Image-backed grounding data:
____
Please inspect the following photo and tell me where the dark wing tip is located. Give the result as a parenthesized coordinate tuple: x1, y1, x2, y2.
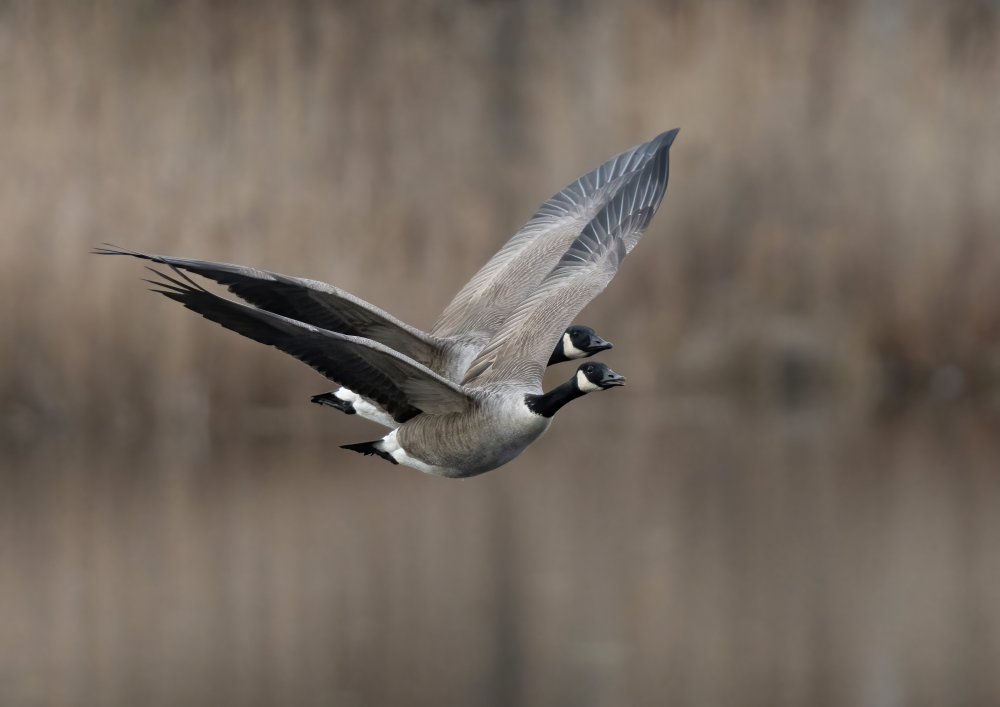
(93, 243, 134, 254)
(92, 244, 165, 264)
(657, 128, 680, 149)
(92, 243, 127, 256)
____
▸ What you have to do
Retype all the records exactly and keep out every picture.

▸ Exercise solution
Please inspect the following photo and tell me where the dark wing tip is located. Give the result as a parenthesized coordinate tuple: x1, y1, x2, y2.
(93, 243, 134, 254)
(92, 244, 165, 264)
(657, 128, 680, 149)
(92, 243, 127, 256)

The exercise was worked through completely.